# Tugas Singkat 1
Menurut teks bacaan tentang mubeng beteng, dari mana gerak-jalan mengelilingi benteng Kraton Yogyakarta itu dimulai?
# Tugas Singkat 2
Ulangi kata demi kata bagian teks bacaan mulai dari "Sedang Membaca" sampai dengan "Nabi Muhammad Saw.".

# Teks Bacaan
--

Sedang Membaca
Tapak Hijrah Kanjeng Nabi dalam Tradisi Mubeng Beteng

Pelajar di Islamic Home Schooling Fatanugraha Wonosobo, sedang mengaji Tari Topeng Lengger yang ada di Wonosobo.

Tapak Hijrah Kanjeng Nabi dalam Tradisi Mubeng Beteng

Tradisi Mubeng Beteng Yogyakarta

Kawula Jawi di Yogyakarta tentu telah akrab dengan tradisi mubeng beteng, ritual rutin yang dilaksanakan di setiap malam tahun baru Hijriah sekaligus tahun baru Jawa; 1 Muharam/1 Suro. Mubeng beteng adalah gerak-jalan laku mengelilingi benteng Kraton Yogyakarta. Dengan dimulai dari Masjid Gedhe Kauman, melawan putaran jarum jam, ke arah barat. Peserta ritual ini tidak dibolehkan memakai alas kaki, diwajibkan untuk membisu. Topo bisu. Dilandasi hati harus dipenuhi dengan doa agar Ngayogyakarta terlebih Indonesia dinaungi rahmat Allah Swt dan dilimpahi berkah Kanjeng Nabi Muhammad Saw.

Kegiatan ritual ini dilakukan bukan karena perintah dari Kraton. Pun juga bukan karena pemujaan pada dedemit, lelembut, ritual klenik, syirik, sampai bid’ah atau makhluk halus sebagaimana dituduhkan oleh berbagai pihak. Karena Kanjeng Nabi Muhammad Saw lah adalah judul ritual mubeng beteng ini. Sejak mula-kalanya, mubeng beteng memang dihelat sebagai ritual untuk mengkhusyu’i dan merefleksi tapak hijrah kanjeng nabi dari Mekkah ke Madinah. Mubeng beteng dilakukan atas timbangan keikhlasan untuk merasakan betapa berantakannya hati Kanjeng Nabi Saw yang saat itu dipinggirkan, dikucilkan, dan dicaci-maki kaum jahiliyah Mekkah, sehingga beliau harus rela pergi meninggalkan negeri tanah tumpah-darahnya.

--

# Bagian Data
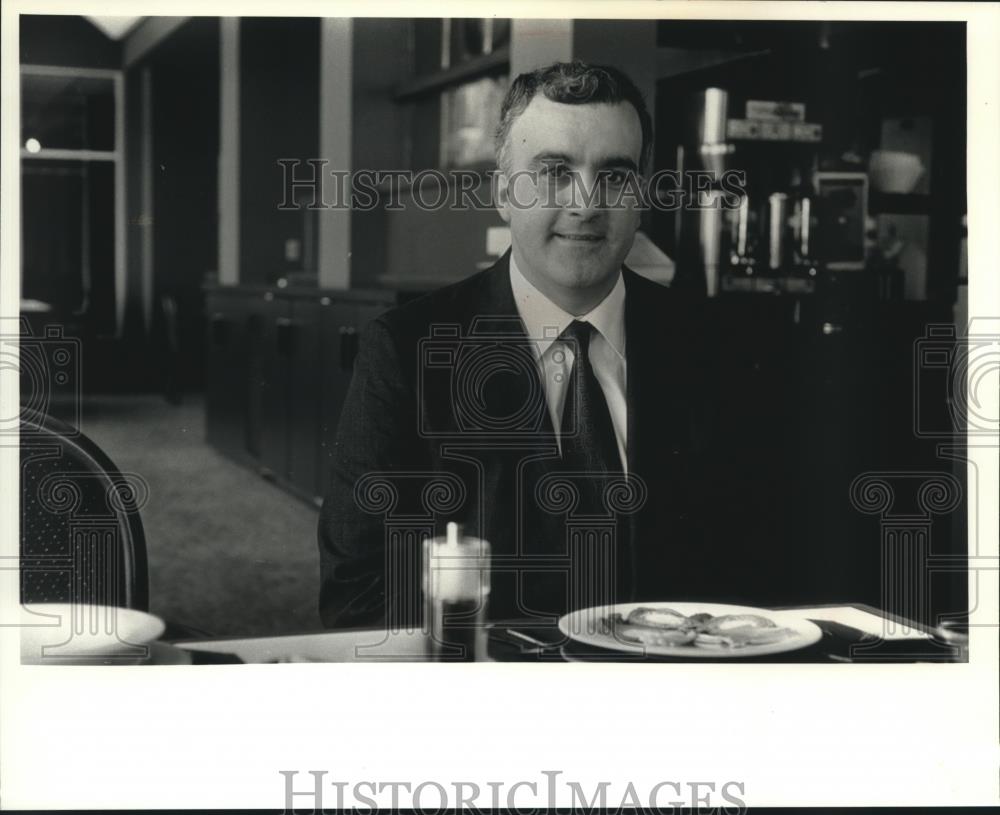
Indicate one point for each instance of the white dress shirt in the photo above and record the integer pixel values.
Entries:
(544, 321)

--

# Jawaban Tertulis 1
Dari Masjid Gedhe Kauman.

# Jawaban Tertulis 2
Sedang Membaca
Tapak Hijrah Kanjeng Nabi dalam Tradisi Mubeng Beteng

Pelajar di Islamic Home Schooling Fatanugraha Wonosobo, sedang mengaji Tari Topeng Lengger yang ada di Wonosobo.

Tapak Hijrah Kanjeng Nabi dalam Tradisi Mubeng Beteng

Tradisi Mubeng Beteng Yogyakarta

Kawula Jawi di Yogyakarta tentu telah akrab dengan tradisi mubeng beteng, ritual rutin yang dilaksanakan di setiap malam tahun baru Hijriah sekaligus tahun baru Jawa; 1 Muharam/1 Suro. Mubeng beteng adalah gerak-jalan laku mengelilingi benteng Kraton Yogyakarta. Dengan dimulai dari Masjid Gedhe Kauman, melawan putaran jarum jam, ke arah barat. Peserta ritual ini tidak dibolehkan memakai alas kaki, diwajibkan untuk membisu. Topo bisu. Dilandasi hati harus dipenuhi dengan doa agar Ngayogyakarta terlebih Indonesia dinaungi rahmat Allah Swt dan dilimpahi berkah Kanjeng Nabi Muhammad Saw.